PAGE:
┄┄┄┄┄┄┄┄┄┄
The moral and ethical questions are not just about artists being paid for their work. Any technological innovation quickly becomes a market for age-old vices: from the daguerreotype to the penny dreadful, the peep show to pornography. The Pirate Bay website advises users to report any instances of child abuse and provides a link to the relevant Swedish authorities. But in September 2008 it was reported that The Pirate Bay provided a link to leaked pictures from the autopsy of two murdered children in what became known as the Arboga case, which caused the father of the victims to urge the website to have the torrent removed.
“It looks bad,” admits Anna Troberg of The Pirate Party. “That thing was strange because this was public material. Normally the court decides to take away material like that and for some strange reason they didn’t take away those pictures. Before the media started reporting that these court papers were there, there were like 30, 50, 60 people that had downloaded it. This was a report of 1,700 pages and there were a few pictures in the middle somewhere – but as soon as the media started reporting it then in one or two days there were 30,000 people that had viewed it.”
┄┄┄┄┄┄┄┄┄┄
DATASET EXTRACT:

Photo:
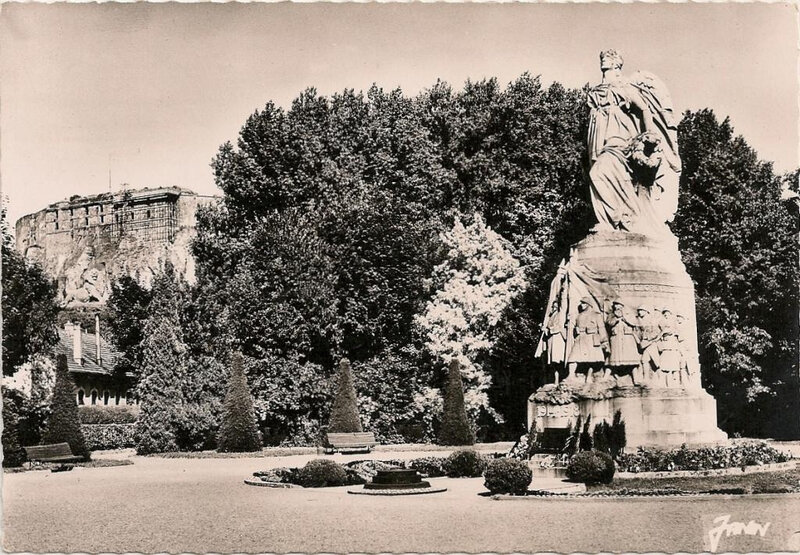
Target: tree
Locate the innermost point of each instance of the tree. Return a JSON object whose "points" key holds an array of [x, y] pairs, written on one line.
{"points": [[162, 369], [455, 428], [238, 432], [127, 307], [344, 414], [477, 281], [64, 425], [30, 311]]}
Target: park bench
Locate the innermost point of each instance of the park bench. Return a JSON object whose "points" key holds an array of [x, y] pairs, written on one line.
{"points": [[55, 453], [356, 441]]}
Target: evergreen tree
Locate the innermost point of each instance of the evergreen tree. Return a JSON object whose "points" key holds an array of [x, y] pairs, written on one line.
{"points": [[455, 428], [239, 431], [30, 311], [64, 424], [344, 415], [162, 369]]}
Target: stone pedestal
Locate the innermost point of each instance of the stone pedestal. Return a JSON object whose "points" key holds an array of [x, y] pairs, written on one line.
{"points": [[663, 418], [642, 270], [637, 270]]}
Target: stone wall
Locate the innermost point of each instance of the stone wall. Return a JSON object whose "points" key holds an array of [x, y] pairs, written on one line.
{"points": [[86, 243]]}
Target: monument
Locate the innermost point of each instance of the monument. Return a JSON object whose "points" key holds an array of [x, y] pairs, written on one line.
{"points": [[620, 333]]}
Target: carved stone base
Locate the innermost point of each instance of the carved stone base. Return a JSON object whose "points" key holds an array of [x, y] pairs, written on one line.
{"points": [[663, 418]]}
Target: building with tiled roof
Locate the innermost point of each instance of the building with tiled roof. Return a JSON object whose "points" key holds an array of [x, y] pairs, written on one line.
{"points": [[91, 361]]}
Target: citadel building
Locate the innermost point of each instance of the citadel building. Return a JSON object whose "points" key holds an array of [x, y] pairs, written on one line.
{"points": [[87, 242]]}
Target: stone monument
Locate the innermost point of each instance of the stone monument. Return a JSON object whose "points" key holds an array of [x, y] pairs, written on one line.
{"points": [[620, 327]]}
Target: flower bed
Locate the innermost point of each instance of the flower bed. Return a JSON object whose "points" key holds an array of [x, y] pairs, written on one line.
{"points": [[108, 436], [739, 455]]}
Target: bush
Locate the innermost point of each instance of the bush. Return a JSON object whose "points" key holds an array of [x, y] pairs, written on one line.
{"points": [[591, 467], [101, 414], [239, 430], [63, 424], [344, 414], [322, 473], [432, 467], [195, 427], [752, 453], [455, 429], [109, 436], [508, 476], [465, 463]]}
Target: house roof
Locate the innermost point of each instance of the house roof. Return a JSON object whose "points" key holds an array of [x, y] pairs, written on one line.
{"points": [[108, 356]]}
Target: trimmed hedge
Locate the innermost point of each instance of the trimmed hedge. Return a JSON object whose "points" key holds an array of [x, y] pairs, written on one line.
┄┄┄┄┄┄┄┄┄┄
EXERCISE AIM:
Reproduce word for word the part of the text on The Pirate Bay starting at "The moral and" and ending at "the torrent removed.".

TASK RESPONSE:
The moral and ethical questions are not just about artists being paid for their work. Any technological innovation quickly becomes a market for age-old vices: from the daguerreotype to the penny dreadful, the peep show to pornography. The Pirate Bay website advises users to report any instances of child abuse and provides a link to the relevant Swedish authorities. But in September 2008 it was reported that The Pirate Bay provided a link to leaked pictures from the autopsy of two murdered children in what became known as the Arboga case, which caused the father of the victims to urge the website to have the torrent removed.